=== The exercise ===
Copy the data below verbatim. Start with its first line and stop after the line that contains "x=175 y=859".

=== Data supplied ===
++++++++

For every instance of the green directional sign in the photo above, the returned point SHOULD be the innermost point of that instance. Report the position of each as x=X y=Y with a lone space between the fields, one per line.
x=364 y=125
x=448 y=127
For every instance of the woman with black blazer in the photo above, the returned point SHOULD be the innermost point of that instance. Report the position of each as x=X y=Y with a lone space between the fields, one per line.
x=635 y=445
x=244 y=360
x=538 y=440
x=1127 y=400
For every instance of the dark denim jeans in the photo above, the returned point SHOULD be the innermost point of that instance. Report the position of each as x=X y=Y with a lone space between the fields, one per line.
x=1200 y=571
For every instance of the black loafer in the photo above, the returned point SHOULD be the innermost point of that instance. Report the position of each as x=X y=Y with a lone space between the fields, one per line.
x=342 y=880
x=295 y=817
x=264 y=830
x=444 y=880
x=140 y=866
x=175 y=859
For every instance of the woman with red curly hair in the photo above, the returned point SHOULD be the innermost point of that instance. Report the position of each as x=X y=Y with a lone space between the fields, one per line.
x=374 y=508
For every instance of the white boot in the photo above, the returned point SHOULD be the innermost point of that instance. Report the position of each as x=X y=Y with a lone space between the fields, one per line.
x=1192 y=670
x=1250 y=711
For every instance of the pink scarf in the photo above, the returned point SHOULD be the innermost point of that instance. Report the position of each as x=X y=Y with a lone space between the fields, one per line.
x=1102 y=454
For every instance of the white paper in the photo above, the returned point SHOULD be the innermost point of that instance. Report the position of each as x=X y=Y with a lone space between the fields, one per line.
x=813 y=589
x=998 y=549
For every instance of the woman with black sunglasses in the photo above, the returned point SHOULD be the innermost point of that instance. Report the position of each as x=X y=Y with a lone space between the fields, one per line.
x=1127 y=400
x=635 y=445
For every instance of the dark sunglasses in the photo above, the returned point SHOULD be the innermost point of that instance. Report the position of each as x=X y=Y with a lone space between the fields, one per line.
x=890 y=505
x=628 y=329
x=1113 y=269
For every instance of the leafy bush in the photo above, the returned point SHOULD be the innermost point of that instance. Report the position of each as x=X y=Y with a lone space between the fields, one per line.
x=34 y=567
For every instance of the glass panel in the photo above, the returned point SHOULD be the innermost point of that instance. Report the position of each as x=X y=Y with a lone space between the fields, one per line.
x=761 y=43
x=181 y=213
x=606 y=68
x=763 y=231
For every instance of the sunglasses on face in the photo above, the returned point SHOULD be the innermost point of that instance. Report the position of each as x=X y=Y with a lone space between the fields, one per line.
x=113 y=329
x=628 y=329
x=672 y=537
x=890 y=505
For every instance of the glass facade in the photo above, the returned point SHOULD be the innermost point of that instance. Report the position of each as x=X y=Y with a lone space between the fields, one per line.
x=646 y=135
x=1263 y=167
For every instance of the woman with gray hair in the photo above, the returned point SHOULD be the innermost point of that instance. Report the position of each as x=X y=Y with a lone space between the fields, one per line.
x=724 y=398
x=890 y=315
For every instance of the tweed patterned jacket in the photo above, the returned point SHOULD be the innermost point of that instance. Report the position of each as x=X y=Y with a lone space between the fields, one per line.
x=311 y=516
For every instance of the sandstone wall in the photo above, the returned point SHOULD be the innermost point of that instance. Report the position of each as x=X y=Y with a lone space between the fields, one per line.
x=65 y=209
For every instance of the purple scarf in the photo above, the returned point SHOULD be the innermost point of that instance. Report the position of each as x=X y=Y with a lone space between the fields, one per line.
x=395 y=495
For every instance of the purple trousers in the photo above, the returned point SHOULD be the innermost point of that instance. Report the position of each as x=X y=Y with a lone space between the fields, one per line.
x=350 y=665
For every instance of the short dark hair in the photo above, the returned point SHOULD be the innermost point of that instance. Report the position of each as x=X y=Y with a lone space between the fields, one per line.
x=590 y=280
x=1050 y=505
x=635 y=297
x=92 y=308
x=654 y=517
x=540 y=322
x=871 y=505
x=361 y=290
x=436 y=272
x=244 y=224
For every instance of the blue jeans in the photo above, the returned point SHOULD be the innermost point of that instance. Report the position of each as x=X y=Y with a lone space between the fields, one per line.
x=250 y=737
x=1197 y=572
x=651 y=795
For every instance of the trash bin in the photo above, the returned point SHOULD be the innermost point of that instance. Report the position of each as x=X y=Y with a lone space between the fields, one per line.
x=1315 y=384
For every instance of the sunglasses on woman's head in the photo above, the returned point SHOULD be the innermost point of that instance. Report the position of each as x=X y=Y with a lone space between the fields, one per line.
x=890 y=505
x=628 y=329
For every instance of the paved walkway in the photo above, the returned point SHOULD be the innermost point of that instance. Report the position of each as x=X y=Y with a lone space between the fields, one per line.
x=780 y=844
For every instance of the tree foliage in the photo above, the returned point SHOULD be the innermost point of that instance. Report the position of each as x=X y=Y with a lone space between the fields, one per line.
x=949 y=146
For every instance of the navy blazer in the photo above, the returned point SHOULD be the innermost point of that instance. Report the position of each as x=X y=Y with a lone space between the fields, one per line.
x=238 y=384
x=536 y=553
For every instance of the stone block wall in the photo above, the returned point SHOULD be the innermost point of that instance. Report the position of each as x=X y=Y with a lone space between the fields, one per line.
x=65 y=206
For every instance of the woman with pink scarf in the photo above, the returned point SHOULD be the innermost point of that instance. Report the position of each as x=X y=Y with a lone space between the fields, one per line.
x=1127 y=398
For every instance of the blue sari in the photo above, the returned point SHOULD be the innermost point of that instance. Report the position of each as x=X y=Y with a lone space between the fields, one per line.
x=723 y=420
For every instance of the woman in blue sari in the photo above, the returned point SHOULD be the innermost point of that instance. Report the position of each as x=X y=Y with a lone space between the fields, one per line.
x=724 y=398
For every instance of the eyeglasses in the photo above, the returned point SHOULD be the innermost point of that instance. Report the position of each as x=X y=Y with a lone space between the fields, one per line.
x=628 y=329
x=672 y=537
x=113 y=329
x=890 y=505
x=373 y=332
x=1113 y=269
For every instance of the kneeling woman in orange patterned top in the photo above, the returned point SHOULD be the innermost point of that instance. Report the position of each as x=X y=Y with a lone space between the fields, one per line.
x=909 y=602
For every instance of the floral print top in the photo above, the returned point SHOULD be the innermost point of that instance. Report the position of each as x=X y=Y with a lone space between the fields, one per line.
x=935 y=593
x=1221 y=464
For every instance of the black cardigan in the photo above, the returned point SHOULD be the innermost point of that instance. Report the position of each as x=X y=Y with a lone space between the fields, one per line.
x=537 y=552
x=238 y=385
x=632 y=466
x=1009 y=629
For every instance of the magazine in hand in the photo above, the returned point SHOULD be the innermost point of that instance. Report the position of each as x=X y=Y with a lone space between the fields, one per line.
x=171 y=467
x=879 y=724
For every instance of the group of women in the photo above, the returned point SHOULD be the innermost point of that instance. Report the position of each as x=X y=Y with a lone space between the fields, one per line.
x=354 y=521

++++++++

=== Solution for this problem ===
For every instance of the green directional sign in the photo above, the returned point SHOULD be the innermost point of that instance. Report the position of each as x=X y=Y with a lone space between the fields, one per line.
x=364 y=125
x=448 y=127
For every instance of the woman with black blazer in the photo above, the returned point SHOULD be the innermost point of that instance. Report the position of each as x=X y=Y with a lone space between the fields, one per line.
x=635 y=445
x=244 y=360
x=538 y=440
x=1127 y=400
For every instance of the dark denim jeans in the photo above, the returned point SHOULD be the innermost point of that instance. Report the position of each as x=X y=Y with a lone space between the fields, one per line.
x=1200 y=571
For every instance of the black loafer in the photo above, the returned point SHOULD be the innermost point of that instance. Report the position of each as x=X y=Y with a lone space between the fields, one per line.
x=342 y=880
x=295 y=817
x=264 y=830
x=444 y=880
x=140 y=866
x=175 y=859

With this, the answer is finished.